Task statement: Reproduce each of the following items word for word, leaving out the pictures.

Material supplied:
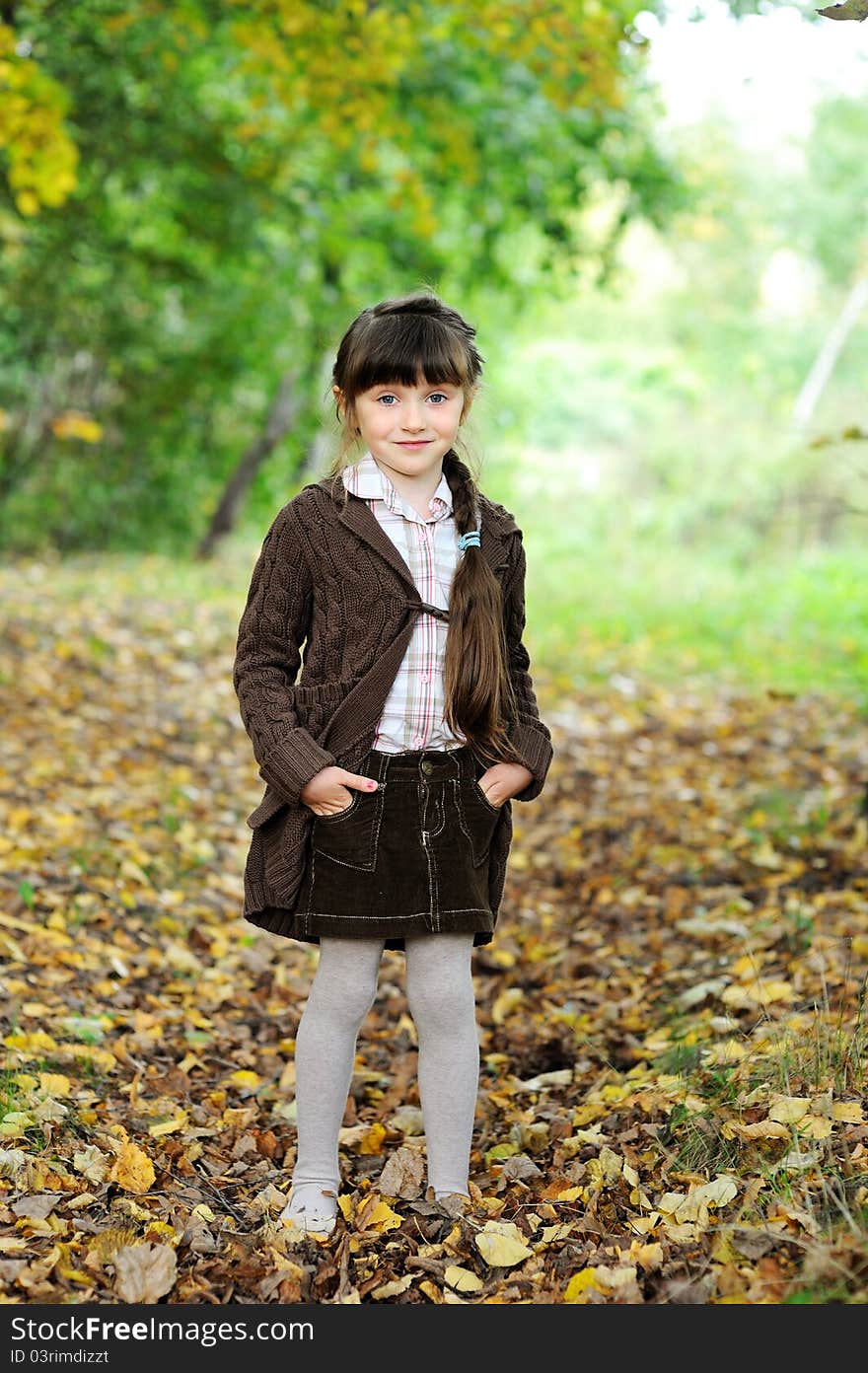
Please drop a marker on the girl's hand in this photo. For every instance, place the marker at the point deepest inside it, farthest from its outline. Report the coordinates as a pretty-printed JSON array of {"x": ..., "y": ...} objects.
[
  {"x": 329, "y": 791},
  {"x": 504, "y": 780}
]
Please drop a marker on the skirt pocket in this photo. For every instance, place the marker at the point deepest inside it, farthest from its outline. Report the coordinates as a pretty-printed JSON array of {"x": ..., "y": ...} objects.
[
  {"x": 350, "y": 837},
  {"x": 478, "y": 817}
]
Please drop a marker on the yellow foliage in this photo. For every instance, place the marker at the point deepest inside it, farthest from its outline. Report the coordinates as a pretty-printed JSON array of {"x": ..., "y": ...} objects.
[{"x": 132, "y": 1169}]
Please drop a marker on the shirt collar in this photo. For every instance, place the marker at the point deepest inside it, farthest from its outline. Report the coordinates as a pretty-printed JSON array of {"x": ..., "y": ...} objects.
[{"x": 366, "y": 478}]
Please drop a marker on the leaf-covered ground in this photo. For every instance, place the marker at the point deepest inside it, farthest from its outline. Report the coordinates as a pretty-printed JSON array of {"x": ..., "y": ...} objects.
[{"x": 671, "y": 1015}]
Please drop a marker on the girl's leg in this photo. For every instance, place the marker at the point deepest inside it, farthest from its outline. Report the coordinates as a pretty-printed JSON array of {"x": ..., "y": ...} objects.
[
  {"x": 341, "y": 995},
  {"x": 443, "y": 1004}
]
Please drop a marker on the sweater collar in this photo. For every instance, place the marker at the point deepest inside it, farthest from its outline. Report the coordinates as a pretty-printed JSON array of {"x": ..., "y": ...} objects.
[
  {"x": 496, "y": 524},
  {"x": 367, "y": 479}
]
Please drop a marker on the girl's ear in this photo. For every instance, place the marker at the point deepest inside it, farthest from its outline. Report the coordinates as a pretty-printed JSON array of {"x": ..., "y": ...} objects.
[{"x": 469, "y": 401}]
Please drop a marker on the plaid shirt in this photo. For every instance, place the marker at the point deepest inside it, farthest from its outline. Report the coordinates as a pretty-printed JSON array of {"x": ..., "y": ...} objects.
[{"x": 413, "y": 711}]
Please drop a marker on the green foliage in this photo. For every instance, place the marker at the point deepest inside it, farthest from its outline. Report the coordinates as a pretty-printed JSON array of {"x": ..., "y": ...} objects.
[{"x": 248, "y": 178}]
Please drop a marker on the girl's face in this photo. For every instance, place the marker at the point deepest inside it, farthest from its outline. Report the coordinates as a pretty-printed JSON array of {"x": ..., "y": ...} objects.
[{"x": 408, "y": 428}]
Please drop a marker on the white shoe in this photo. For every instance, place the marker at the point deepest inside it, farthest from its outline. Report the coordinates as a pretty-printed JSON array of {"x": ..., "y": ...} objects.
[{"x": 311, "y": 1210}]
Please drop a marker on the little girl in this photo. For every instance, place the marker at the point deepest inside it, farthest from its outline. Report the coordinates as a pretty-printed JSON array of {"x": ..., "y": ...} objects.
[{"x": 392, "y": 759}]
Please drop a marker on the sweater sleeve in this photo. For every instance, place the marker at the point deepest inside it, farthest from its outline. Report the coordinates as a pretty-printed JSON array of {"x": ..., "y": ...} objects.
[
  {"x": 272, "y": 627},
  {"x": 526, "y": 731}
]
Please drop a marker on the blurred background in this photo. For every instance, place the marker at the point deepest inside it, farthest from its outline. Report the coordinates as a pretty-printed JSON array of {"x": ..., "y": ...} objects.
[{"x": 654, "y": 216}]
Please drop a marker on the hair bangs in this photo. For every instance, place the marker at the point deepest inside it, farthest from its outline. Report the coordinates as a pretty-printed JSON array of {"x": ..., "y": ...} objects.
[{"x": 408, "y": 349}]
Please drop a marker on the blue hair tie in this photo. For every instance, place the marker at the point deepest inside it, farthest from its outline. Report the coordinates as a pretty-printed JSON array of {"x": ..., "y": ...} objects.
[{"x": 470, "y": 540}]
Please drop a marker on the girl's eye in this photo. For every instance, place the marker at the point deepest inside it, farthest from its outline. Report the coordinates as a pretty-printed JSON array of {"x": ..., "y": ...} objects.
[{"x": 437, "y": 396}]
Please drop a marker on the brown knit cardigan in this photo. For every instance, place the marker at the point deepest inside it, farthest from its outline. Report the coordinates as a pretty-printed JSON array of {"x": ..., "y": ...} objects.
[{"x": 328, "y": 577}]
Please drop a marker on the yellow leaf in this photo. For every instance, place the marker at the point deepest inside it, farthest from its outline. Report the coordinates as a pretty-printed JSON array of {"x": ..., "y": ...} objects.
[
  {"x": 849, "y": 1111},
  {"x": 580, "y": 1284},
  {"x": 462, "y": 1278},
  {"x": 788, "y": 1109},
  {"x": 393, "y": 1288},
  {"x": 501, "y": 1244},
  {"x": 171, "y": 1124},
  {"x": 570, "y": 1194},
  {"x": 374, "y": 1214},
  {"x": 373, "y": 1140},
  {"x": 32, "y": 1046},
  {"x": 56, "y": 1083},
  {"x": 506, "y": 1004},
  {"x": 132, "y": 1169},
  {"x": 815, "y": 1127},
  {"x": 242, "y": 1078}
]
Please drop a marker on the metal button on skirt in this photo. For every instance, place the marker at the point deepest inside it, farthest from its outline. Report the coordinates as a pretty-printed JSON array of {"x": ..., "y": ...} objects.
[{"x": 411, "y": 857}]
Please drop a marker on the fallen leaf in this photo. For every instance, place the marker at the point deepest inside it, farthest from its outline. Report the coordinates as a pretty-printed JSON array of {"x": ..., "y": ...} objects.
[{"x": 144, "y": 1271}]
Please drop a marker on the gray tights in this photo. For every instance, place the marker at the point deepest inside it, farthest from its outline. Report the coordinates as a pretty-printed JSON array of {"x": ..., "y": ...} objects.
[{"x": 441, "y": 1001}]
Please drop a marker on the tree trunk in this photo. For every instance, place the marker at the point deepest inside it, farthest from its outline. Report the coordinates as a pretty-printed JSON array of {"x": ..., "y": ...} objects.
[
  {"x": 826, "y": 359},
  {"x": 280, "y": 417}
]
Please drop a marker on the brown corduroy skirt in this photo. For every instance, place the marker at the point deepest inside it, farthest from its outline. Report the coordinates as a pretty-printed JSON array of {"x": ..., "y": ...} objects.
[{"x": 411, "y": 857}]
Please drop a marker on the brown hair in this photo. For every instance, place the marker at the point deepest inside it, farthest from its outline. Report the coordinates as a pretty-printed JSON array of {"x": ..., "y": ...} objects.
[{"x": 416, "y": 338}]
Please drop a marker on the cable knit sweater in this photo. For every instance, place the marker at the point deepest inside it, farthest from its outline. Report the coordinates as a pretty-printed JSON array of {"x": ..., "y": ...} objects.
[{"x": 329, "y": 578}]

Exercise answer:
Please drop a marker on the girl's hand in this photo. For every instance, place the marker at the point deepest inside it, farthest from its outline. Report the coordinates as a pretty-printed JSON array of {"x": ..., "y": ...} objects.
[
  {"x": 329, "y": 791},
  {"x": 504, "y": 780}
]
Please drop a marker on the skirt pocket in this photo. For every instance, place the marker at the point deepest inside it, farthest from its outline. Report the coordinates as a pretty-printed JSON array of {"x": ..., "y": ...} objects.
[
  {"x": 350, "y": 837},
  {"x": 478, "y": 817}
]
Please drop a marker on the yellow foliage in this photo. For every instance, place the marker at the point deepest inside it, farthest from its outline. Report the coordinates as a pretty-printed JSON array of {"x": ..., "y": ...} objects.
[{"x": 132, "y": 1169}]
Please drop a marker on the shirt collar in this photo. For every instance, place the marker at the point deepest inside it, farthest from its outline. Report the coordinates as a pretty-printed JSON array of {"x": ..., "y": ...} objects.
[{"x": 366, "y": 478}]
Please drop a marker on the leaf-covered ground in this photo. For every instance, place the marker at the point deepest inside it, farthest from its outline. Report the coordinates as a pretty-printed JSON array of {"x": ..., "y": ...} objects.
[{"x": 671, "y": 1015}]
Please drop a marker on the girl's leg in this photo. For every instance, place the marker at the point deepest inside it, farthest from its outline. Report the coordinates as a pretty-printed JSON array of {"x": ..., "y": ...} objects.
[
  {"x": 341, "y": 995},
  {"x": 443, "y": 1004}
]
Please drop a marker on the sweater collar in this photo. For every instance, place the marker at the point deepest inside it, farthest from its outline. Report the coordinates as a pretty-printed JSON array of {"x": ..., "y": ...} objects.
[
  {"x": 496, "y": 524},
  {"x": 367, "y": 479}
]
Please drop a marker on the girl's ear in this photo. For every instance, place the marker at the point deepest inside it, farthest from its outline. Report the coordinates as a pretty-printed JSON array of {"x": ..., "y": ...} objects.
[{"x": 469, "y": 401}]
Please drop a marker on the plaid shirt in this photo. For every instance, place the marker at the point deepest inside it, farthest from its outline. Report the coordinates as a pretty-printed JSON array of {"x": ..., "y": ...} objects.
[{"x": 413, "y": 711}]
Please drop a marker on the green foliage in this photo. For every instance, place the marker at the point deepest inside it, farthest from its outline. Report the coordinates as a pretty-printed JSON array of {"x": ..., "y": ...} objects.
[{"x": 248, "y": 178}]
Please drop a marker on the girl's face in this photo. For every instance, place the marker at the point deepest inside it, farthest from its outline. Report the coordinates as a pretty-printed JSON array of {"x": ..., "y": ...} objects.
[{"x": 408, "y": 428}]
Please drop a marker on the white shoe in this photo. For every instance, place the marker at the point deepest inside it, farthest from its outline. Report the coordinates as a pretty-printed JSON array of {"x": ..., "y": ...} objects.
[{"x": 311, "y": 1210}]
Please drop a marker on the little girl in this photo. For every instance, place the marker at the point deepest inside it, farthest from its outline. Report the coordinates as a pretty-printed JSON array of {"x": ..., "y": ...} objects.
[{"x": 392, "y": 759}]
Please drop a marker on the sweater sleeve in this photo. For every instance, place the marker at the point deepest inside it, farthest from its outline. Report the coordinates as a pretty-printed JSON array of {"x": ..., "y": ...} objects.
[
  {"x": 272, "y": 627},
  {"x": 526, "y": 731}
]
Please drop a marker on the blurred background in this photo. For every instance, place the marker at the point deepest inside it, farthest from its outline. Report the coordinates as a pretty-printed JSON array of {"x": ..., "y": ...} objects.
[{"x": 654, "y": 216}]
Please drop a marker on the hair bangs in this photo. For every instance, place the marker at the point deepest inside it, farthest from its outline. Report the coordinates as a pretty-printed JSON array of {"x": ..., "y": ...} objects.
[{"x": 408, "y": 349}]
Please drop a marker on the blue hair tie in this photo. For every instance, place the marker at the point deepest inside it, farthest from its outline. Report the coordinates as a pretty-printed JSON array of {"x": ..., "y": ...} objects.
[{"x": 470, "y": 540}]
Please drop a marker on the girl's eye in this photo. For every instance, place the marker at the point deepest inside it, farthest from its outline. Report the coordinates as a pretty-printed JSON array of {"x": ..., "y": ...} objects.
[{"x": 437, "y": 396}]
Please drop a marker on the brown knit cardigan in this photo. For every instance, place the marker at the point deepest inside it, farthest from its outline. Report the coordinates as a pretty-printed JSON array of {"x": ..., "y": ...} objects.
[{"x": 328, "y": 577}]
Please drop a marker on the yellow leaf in this photo. For every instance, place the marker at the point deepest inside it, farthest from its outline. Report the coordinates as a pretty-printed JSON array of {"x": ..., "y": ...} objects.
[
  {"x": 849, "y": 1111},
  {"x": 580, "y": 1284},
  {"x": 462, "y": 1278},
  {"x": 788, "y": 1109},
  {"x": 393, "y": 1288},
  {"x": 501, "y": 1244},
  {"x": 171, "y": 1124},
  {"x": 570, "y": 1194},
  {"x": 374, "y": 1214},
  {"x": 373, "y": 1140},
  {"x": 32, "y": 1046},
  {"x": 56, "y": 1083},
  {"x": 506, "y": 1004},
  {"x": 132, "y": 1169},
  {"x": 815, "y": 1127},
  {"x": 242, "y": 1078}
]
Please drop a marker on the metal button on skirt in this photo. For every instance, place the marker at the point deepest inside it, farthest from its outline. Report the coordinates as a pretty-printed JSON array of {"x": ..., "y": ...} objects.
[{"x": 411, "y": 857}]
Please drop a marker on the fallen leaf in this photo. For every instance, place the marker at the point deepest inside it, farthest from its outline. Report the coordinates as a pretty-printed JSON array of {"x": ..., "y": ...} objects.
[{"x": 144, "y": 1271}]
Please drop a marker on the gray tights in this photo. For every instance, place the marker at the point deepest inside it, farthest from its outline. Report the coordinates as a pretty-printed JSON array of {"x": ..., "y": ...} objects.
[{"x": 441, "y": 1001}]
Please drop a marker on the tree trunk in this photo. For every instance, place the marker at the point deepest inside it, farthest from its outline. Report the coordinates as a pretty-printed JSON array of {"x": ..., "y": ...} objects.
[
  {"x": 826, "y": 359},
  {"x": 280, "y": 417}
]
Please drop a marker on the brown corduroy skirt in this photo. For every instance, place the marker at the point deepest inside it, farthest from its outline. Report the coordinates as a pretty-printed JSON array of {"x": ..., "y": ...} objects.
[{"x": 411, "y": 857}]
Please drop a marker on the brown hair in this photo. For every instance, place the marker at the point deepest inside it, farthest from its outline. Report the coordinates as a pretty-printed JSON array of {"x": ..., "y": ...} objects.
[{"x": 416, "y": 338}]
Please drop a marker on the cable knit sweater in this photo. For every instance, place the marker at the point deepest inside it, farthest from its outline. Report the coordinates as a pretty-printed JSON array of {"x": ..., "y": ...} objects.
[{"x": 329, "y": 578}]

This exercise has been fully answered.